What you will do: Restate the records word for word, omitting nothing.

Excerpted data:

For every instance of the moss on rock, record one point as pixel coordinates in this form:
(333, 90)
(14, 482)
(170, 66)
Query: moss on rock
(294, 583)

Completed task:
For every instance of the moss on rock, record one point as pixel coordinates in this form:
(333, 90)
(14, 482)
(170, 66)
Query: moss on rock
(294, 583)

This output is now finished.